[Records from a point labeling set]
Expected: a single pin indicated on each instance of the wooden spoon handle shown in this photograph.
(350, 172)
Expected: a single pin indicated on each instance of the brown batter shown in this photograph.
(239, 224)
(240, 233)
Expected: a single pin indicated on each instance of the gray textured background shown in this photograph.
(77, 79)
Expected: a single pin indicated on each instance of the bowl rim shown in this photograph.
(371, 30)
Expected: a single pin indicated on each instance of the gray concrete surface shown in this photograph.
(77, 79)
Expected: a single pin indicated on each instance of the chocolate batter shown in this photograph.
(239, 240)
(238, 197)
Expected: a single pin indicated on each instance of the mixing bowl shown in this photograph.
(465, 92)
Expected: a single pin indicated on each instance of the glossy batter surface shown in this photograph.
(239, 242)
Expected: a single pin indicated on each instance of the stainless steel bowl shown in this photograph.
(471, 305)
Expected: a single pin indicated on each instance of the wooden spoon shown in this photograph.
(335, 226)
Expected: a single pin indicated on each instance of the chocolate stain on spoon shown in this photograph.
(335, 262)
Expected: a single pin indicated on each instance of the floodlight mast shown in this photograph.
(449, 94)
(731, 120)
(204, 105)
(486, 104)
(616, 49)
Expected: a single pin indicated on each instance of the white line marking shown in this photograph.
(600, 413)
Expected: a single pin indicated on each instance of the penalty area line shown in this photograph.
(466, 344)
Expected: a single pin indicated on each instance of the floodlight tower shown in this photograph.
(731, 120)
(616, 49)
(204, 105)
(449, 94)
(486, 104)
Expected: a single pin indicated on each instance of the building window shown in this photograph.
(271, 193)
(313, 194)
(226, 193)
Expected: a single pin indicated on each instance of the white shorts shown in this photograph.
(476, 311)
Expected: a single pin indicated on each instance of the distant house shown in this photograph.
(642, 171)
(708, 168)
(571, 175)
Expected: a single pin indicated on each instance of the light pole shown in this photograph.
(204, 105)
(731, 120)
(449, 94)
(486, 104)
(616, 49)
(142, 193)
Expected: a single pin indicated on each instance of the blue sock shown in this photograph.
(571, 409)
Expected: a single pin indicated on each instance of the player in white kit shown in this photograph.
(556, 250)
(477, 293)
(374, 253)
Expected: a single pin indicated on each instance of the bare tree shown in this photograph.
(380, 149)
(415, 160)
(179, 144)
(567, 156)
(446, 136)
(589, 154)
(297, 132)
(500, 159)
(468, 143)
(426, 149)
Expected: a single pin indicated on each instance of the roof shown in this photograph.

▶ PROBLEM DETAILS
Copy the lines above word for word, from the first one through the last.

▶ ANSWER TO THIS TASK
Expected: a single pin indicated on each instance of the wooden spoon handle shown in this photograph.
(350, 172)
Expected: a single pin indicated on each instance of the brown batter shown in this photograph.
(239, 224)
(240, 233)
Expected: a single pin indicated on each instance of the gray textured background shown in this photograph.
(77, 79)
Expected: a single pin indicated on each instance of the bowl rim shown in this photograph.
(371, 30)
Expected: a single pin indicated on each instance of the gray concrete surface shown in this photograph.
(77, 79)
Expected: a single pin indicated on each instance of the chocolate batter shown in this photograph.
(239, 240)
(238, 197)
Expected: a single pin indicated on each instance of the mixing bowl shown in this photograph.
(465, 92)
Expected: a single pin indicated on each instance of the glossy batter surface shown in this photograph.
(239, 242)
Expected: a single pin indicated on each instance of the stainless steel bowl shown in this photograph.
(471, 305)
Expected: a single pin indicated on each instance of the wooden spoon shown in this photograph.
(335, 226)
Expected: a single pin indicated on each instance of the chocolate stain on spoon shown in this photograph.
(335, 262)
Expected: a single pin indicated on each instance of the floodlight mast shown in this photograph.
(449, 94)
(731, 120)
(204, 105)
(486, 104)
(616, 49)
Expected: a single pin indicated on each instance of the white line marking shown in this photograph.
(600, 413)
Expected: a single pin indicated on each instance of the penalty area line shown in this photograph.
(466, 344)
Expected: a single pin indicated on each instance of the floodlight tower shown in this photograph.
(731, 120)
(616, 49)
(204, 105)
(449, 94)
(486, 104)
Expected: a single pin indicated on each instance of the building window shown in this photograph.
(271, 193)
(313, 194)
(226, 193)
Expected: a single pin indicated on each instance of the white shorts shown in this photograph.
(476, 311)
Expected: a single pin indicated on each instance of the distant house shown in this photograph.
(642, 171)
(708, 168)
(571, 175)
Expected: a single pin indicated on each instance of the light pole shown in this photograph.
(204, 105)
(731, 120)
(449, 94)
(486, 104)
(616, 49)
(142, 193)
Expected: a single pin indicated on each instance of the blue sock shown in this photograph.
(571, 409)
Expected: a single pin indicated on each instance of the player in white kit shown in this photograph.
(556, 250)
(477, 293)
(374, 253)
Expected: a single pin indicated on each instance of the bare tree shown in this photograph.
(380, 149)
(415, 160)
(179, 144)
(567, 156)
(446, 136)
(589, 154)
(297, 132)
(500, 159)
(468, 143)
(426, 149)
Expected: a single pin indicated on each instance of the roof shown in this photograph.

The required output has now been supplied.